__Reading text__:
────

Prospiel Associate Team

Team members

France

Caroline Collange, Inria ALF, Principal investigator
Laure Gonnord, Inria ROMA
Fabrice Rastello, Inria CORSE
Maroua Maalej, Inria ROMA
Diogo Sampaio, Inria CORSE

Brazil

Fernando Pereira, UFMG, Principal investigator
Mariza Bigonha, UFMG
Anolan Milanés, CEFET-MG
Andrei Rimsa, CEFET-MG
Rubens Emílio, UFMG
Gabriel Poesia, UFMG

Scientific Program

The PROSPIEL project aims at optimizing parallel applications for high performance on new throughput-oriented architectures: GPUs and many-core processors. Traditionally, code optimization is driven by a program analysis performed either statically at compile-time, or dynamically at run-time. Static program analysis is fully reliable but often over-conservative. Dynamic analysis provides more accurate data, but faces strong execution time constraints and does not provide any guarantee.

By combining profiling-guided specialization of parallel programs with runtime checks for correctness, PROSPIEL seeks to capture the advantages of both static analysis and dynamic analysis. The project relies on the polytope model, a mathematical representation for parallel loops, as a theoretical foundation. It focuses on analyzing and optimizing performance aspects that become increasingly critical on modern parallel computer architectures: locality and regularity.

Research activities

Sparse static analyses for memory

Alias analysis is one of the most fundamental techniques that compilers use to optimize languages with pointers. However, in spite of all the attention that this topic has received, the current state-of-the-art approaches inside compilers still face challenges regarding precision and speed. In particular, pointer arithmetic, a key
feature in C and C++, is yet to be handled satisfactorily.

────

__Exercise input__:

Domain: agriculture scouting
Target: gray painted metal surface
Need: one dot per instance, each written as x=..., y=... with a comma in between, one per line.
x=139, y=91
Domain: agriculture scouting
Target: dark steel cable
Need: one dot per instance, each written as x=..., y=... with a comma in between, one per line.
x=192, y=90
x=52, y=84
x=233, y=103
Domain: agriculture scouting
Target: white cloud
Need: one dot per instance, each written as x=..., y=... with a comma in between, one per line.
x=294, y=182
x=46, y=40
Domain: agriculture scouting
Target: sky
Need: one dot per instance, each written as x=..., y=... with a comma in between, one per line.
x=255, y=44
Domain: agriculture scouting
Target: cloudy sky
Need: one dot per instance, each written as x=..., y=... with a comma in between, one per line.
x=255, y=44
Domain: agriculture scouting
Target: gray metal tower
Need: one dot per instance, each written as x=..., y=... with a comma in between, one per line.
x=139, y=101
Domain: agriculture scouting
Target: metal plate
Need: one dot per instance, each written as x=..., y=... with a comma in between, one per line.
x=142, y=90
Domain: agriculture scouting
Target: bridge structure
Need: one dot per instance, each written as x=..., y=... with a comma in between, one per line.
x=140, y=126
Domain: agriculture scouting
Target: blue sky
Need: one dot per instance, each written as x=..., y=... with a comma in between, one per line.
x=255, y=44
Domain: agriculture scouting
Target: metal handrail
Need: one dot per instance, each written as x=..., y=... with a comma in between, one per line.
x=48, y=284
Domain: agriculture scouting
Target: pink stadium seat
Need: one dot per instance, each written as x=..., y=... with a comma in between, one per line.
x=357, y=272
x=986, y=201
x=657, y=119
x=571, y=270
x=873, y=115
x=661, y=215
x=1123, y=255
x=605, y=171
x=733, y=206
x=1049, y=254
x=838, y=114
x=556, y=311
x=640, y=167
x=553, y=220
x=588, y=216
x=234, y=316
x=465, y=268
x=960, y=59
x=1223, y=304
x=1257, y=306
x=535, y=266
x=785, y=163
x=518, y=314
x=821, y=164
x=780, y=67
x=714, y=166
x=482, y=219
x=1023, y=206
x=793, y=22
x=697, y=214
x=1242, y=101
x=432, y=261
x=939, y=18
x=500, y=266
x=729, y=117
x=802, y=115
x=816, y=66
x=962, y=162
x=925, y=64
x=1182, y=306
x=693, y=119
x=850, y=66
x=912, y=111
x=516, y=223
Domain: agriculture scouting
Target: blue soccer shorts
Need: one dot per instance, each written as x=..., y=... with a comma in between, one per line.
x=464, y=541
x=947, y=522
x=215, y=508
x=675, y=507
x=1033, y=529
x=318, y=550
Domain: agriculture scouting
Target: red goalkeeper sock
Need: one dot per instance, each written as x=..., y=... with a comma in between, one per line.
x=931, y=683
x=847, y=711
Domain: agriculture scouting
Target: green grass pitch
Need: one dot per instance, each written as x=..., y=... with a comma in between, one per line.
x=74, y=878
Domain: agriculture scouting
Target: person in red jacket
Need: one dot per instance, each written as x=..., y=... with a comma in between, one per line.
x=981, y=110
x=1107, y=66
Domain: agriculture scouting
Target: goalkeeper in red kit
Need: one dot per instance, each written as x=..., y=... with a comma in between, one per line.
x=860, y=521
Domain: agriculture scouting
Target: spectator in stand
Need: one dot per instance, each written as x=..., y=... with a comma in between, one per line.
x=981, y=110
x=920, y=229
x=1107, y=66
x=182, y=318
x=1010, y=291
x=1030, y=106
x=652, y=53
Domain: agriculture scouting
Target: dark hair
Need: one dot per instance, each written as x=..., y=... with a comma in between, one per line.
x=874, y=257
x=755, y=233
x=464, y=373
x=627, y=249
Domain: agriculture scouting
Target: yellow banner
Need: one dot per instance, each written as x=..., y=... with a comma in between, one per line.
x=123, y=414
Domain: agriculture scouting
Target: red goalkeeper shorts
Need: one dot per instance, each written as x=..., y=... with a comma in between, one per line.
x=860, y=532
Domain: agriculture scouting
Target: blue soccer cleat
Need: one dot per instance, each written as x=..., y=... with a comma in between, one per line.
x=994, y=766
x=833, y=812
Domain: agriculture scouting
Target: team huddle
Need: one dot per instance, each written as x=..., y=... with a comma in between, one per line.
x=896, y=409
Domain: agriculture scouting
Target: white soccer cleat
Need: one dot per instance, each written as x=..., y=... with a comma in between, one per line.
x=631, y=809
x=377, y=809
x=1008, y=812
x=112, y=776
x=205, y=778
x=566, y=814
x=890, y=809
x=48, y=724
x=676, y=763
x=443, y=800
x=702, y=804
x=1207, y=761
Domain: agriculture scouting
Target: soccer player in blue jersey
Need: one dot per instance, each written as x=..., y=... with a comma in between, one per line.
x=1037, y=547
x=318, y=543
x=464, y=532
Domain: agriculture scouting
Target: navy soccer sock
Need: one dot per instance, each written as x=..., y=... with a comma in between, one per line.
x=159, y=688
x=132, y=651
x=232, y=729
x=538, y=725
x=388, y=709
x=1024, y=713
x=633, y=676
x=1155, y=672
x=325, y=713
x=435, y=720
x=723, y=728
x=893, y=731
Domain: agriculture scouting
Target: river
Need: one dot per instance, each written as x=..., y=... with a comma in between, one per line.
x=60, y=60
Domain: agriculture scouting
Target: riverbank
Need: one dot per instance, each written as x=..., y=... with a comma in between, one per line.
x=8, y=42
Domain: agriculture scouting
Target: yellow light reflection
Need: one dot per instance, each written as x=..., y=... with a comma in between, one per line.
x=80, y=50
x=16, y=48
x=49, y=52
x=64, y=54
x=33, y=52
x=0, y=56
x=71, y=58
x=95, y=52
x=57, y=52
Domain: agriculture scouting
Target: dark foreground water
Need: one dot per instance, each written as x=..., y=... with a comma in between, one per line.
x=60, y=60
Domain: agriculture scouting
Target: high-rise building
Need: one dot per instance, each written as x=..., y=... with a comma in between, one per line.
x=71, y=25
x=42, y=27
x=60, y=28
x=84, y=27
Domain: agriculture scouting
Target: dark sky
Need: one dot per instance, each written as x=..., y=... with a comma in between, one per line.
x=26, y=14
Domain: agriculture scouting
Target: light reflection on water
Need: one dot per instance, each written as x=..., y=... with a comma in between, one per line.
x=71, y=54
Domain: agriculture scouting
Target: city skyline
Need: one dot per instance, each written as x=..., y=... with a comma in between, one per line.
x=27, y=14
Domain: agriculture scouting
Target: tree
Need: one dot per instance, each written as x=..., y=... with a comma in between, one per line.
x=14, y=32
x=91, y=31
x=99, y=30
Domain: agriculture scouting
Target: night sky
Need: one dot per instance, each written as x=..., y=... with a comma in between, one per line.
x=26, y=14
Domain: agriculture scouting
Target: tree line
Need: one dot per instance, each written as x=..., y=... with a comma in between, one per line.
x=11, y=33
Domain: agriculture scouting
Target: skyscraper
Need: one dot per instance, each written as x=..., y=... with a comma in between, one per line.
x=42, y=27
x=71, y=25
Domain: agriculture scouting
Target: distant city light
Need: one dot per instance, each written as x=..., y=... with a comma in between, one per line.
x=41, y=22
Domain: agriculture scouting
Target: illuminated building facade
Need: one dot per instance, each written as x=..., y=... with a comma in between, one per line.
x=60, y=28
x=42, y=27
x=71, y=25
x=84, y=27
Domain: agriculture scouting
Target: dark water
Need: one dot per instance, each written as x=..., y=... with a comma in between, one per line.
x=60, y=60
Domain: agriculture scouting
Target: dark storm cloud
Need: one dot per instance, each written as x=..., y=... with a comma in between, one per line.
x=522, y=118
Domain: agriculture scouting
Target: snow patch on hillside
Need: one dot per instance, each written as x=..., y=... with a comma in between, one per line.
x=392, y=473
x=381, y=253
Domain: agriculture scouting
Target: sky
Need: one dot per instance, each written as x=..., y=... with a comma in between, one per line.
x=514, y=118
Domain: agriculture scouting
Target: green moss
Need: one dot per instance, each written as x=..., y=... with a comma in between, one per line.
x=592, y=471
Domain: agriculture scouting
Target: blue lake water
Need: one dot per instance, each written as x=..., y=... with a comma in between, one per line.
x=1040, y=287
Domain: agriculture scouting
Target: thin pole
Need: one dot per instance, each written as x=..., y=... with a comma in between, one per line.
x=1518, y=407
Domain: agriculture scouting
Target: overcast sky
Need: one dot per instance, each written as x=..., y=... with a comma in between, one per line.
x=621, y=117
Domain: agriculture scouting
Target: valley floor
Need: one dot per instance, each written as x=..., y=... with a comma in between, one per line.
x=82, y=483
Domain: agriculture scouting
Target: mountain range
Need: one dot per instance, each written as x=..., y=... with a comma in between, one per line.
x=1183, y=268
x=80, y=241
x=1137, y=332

────

__List of tasks__:
1. Reproduce the PROSPIEL team page in full, word for word.
2. Pull out every line of the entries that contains the word "sock".

__Responses in order__:
1.
Prospiel Associate Team

Team members

France

Caroline Collange, Inria ALF, Principal investigator
Laure Gonnord, Inria ROMA
Fabrice Rastello, Inria CORSE
Maroua Maalej, Inria ROMA
Diogo Sampaio, Inria CORSE

Brazil

Fernando Pereira, UFMG, Principal investigator
Mariza Bigonha, UFMG
Anolan Milanés, CEFET-MG
Andrei Rimsa, CEFET-MG
Rubens Emílio, UFMG
Gabriel Poesia, UFMG

Scientific Program

The PROSPIEL project aims at optimizing parallel applications for high performance on new throughput-oriented architectures: GPUs and many-core processors. Traditionally, code optimization is driven by a program analysis performed either statically at compile-time, or dynamically at run-time. Static program analysis is fully reliable but often over-conservative. Dynamic analysis provides more accurate data, but faces strong execution time constraints and does not provide any guarantee.

By combining profiling-guided specialization of parallel programs with runtime checks for correctness, PROSPIEL seeks to capture the advantages of both static analysis and dynamic analysis. The project relies on the polytope model, a mathematical representation for parallel loops, as a theoretical foundation. It focuses on analyzing and optimizing performance aspects that become increasingly critical on modern parallel computer architectures: locality and regularity.

Research activities

Sparse static analyses for memory

Alias analysis is one of the most fundamental techniques that compilers use to optimize languages with pointers. However, in spite of all the attention that this topic has received, the current state-of-the-art approaches inside compilers still face challenges regarding precision and speed. In particular, pointer arithmetic, a key
feature in C and C++, is yet to be handled satisfactorily.

2.
Target: red goalkeeper sock
Target: navy soccer sock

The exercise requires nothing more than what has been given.